The problem: Can you reproduce, character for character, every line of the data below from the line containing "Agricultural drone survey: scan the aerial photo for gold" down to the line containing "327, 36, 650, 162", both included?

[Stored items]

=-=-=

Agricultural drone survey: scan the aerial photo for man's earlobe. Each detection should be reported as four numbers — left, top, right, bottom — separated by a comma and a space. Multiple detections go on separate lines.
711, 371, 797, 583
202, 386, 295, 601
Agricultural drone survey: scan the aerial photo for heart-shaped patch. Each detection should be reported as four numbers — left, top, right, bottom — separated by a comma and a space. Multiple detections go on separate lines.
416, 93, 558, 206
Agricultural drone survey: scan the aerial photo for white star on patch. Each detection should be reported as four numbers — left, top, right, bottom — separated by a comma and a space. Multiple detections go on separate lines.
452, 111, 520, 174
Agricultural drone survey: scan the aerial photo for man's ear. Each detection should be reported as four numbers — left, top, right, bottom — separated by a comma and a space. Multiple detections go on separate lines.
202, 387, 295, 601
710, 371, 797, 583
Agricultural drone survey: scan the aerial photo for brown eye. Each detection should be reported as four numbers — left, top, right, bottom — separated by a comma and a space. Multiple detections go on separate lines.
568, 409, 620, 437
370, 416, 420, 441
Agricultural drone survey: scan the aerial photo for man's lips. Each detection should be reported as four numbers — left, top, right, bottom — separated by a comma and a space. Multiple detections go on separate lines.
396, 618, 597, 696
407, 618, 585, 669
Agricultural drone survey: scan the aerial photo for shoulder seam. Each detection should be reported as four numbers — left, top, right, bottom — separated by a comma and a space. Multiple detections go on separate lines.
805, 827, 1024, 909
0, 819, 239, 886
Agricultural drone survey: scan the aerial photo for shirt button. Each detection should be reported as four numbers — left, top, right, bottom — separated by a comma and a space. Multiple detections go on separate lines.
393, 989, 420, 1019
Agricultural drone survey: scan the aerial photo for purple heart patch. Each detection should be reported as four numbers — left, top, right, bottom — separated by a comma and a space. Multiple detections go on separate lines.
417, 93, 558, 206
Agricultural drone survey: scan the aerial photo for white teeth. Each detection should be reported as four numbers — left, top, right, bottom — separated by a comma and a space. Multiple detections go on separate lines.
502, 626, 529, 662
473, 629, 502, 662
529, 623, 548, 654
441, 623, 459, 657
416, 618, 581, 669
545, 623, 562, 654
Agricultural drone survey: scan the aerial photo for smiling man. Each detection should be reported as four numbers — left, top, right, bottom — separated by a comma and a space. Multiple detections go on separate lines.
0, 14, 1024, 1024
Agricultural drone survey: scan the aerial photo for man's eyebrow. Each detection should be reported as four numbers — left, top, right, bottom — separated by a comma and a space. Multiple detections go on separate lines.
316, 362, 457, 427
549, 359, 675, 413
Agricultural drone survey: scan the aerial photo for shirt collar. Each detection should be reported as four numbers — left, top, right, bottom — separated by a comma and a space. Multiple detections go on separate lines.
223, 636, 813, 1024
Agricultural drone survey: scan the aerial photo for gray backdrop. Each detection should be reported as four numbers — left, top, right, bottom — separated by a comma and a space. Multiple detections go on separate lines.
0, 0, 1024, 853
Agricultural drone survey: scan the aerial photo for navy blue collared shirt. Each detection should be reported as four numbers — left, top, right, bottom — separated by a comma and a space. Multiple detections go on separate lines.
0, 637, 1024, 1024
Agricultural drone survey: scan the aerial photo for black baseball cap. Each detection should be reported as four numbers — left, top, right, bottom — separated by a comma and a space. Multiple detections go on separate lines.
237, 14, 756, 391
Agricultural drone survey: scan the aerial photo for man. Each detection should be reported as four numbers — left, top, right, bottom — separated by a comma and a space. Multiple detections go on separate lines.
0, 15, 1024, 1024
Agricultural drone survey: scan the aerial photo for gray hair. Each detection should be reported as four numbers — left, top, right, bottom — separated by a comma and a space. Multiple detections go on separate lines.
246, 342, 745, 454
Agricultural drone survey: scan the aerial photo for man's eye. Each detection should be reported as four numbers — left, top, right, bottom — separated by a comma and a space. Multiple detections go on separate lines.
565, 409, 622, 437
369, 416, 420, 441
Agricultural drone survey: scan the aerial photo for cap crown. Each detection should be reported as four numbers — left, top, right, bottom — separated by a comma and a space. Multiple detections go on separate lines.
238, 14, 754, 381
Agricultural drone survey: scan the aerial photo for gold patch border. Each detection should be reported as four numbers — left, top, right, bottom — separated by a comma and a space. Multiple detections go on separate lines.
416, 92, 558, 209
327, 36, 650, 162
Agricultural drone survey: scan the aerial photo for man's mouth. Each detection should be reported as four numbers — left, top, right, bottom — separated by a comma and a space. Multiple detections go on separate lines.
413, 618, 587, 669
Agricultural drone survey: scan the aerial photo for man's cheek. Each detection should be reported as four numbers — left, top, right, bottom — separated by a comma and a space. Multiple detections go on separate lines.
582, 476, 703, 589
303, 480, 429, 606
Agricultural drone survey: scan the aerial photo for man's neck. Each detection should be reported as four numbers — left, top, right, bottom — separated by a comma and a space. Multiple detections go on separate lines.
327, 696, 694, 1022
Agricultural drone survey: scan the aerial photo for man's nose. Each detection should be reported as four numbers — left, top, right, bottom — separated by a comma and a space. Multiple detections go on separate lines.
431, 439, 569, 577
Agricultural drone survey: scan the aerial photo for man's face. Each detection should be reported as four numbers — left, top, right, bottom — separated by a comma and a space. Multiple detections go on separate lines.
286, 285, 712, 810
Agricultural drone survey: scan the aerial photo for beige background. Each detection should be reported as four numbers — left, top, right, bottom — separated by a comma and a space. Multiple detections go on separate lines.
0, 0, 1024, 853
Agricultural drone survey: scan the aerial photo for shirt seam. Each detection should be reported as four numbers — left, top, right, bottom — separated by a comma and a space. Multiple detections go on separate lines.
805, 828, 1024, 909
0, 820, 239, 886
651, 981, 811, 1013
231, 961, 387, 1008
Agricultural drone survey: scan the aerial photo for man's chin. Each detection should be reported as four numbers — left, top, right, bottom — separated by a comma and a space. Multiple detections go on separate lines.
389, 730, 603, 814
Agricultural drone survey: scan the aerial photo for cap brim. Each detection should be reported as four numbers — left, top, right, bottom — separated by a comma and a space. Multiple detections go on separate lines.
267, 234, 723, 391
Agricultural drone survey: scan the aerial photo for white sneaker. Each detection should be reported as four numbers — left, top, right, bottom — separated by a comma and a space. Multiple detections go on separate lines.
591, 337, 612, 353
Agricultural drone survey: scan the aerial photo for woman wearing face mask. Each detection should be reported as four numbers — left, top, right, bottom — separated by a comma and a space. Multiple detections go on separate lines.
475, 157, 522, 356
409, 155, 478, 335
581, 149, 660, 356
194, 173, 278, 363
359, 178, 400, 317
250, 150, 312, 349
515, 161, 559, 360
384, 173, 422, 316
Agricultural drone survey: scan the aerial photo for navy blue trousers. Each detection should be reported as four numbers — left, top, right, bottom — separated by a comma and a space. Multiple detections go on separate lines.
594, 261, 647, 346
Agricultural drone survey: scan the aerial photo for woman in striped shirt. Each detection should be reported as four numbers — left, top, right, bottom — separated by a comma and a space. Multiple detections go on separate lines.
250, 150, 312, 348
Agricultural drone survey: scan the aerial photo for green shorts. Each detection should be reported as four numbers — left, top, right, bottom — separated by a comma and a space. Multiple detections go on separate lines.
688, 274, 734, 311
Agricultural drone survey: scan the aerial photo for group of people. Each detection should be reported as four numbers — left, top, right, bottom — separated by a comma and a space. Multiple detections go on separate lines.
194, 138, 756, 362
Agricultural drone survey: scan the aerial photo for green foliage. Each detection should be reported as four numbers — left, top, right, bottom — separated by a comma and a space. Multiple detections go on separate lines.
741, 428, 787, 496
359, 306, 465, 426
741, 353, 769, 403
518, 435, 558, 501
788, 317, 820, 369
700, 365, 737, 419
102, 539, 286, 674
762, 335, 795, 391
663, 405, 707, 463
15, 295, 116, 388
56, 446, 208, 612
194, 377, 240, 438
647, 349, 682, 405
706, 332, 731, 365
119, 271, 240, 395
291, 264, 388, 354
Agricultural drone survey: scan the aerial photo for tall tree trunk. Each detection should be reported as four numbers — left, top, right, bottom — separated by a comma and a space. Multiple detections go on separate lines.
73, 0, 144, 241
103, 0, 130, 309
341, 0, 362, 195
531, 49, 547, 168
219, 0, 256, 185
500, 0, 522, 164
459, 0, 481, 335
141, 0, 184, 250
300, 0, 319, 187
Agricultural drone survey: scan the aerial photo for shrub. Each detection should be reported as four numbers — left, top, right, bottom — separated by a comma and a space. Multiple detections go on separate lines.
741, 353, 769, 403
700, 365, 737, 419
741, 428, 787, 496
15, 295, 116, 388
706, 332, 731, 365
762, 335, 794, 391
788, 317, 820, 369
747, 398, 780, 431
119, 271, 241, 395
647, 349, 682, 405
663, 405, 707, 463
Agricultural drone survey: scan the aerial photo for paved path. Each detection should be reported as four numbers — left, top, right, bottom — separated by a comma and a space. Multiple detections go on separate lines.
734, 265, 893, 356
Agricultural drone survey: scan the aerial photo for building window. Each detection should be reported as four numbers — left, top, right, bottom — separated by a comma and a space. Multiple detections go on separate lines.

=-=-=

Reply to the task:
Agricultural drone survey: scan the aerial photo for gold patch border. Each detection should be reported as four numbers — left, top, right, bottom — separated by a comma and a space. Multiple detections go on separate lines.
416, 92, 558, 209
327, 36, 650, 162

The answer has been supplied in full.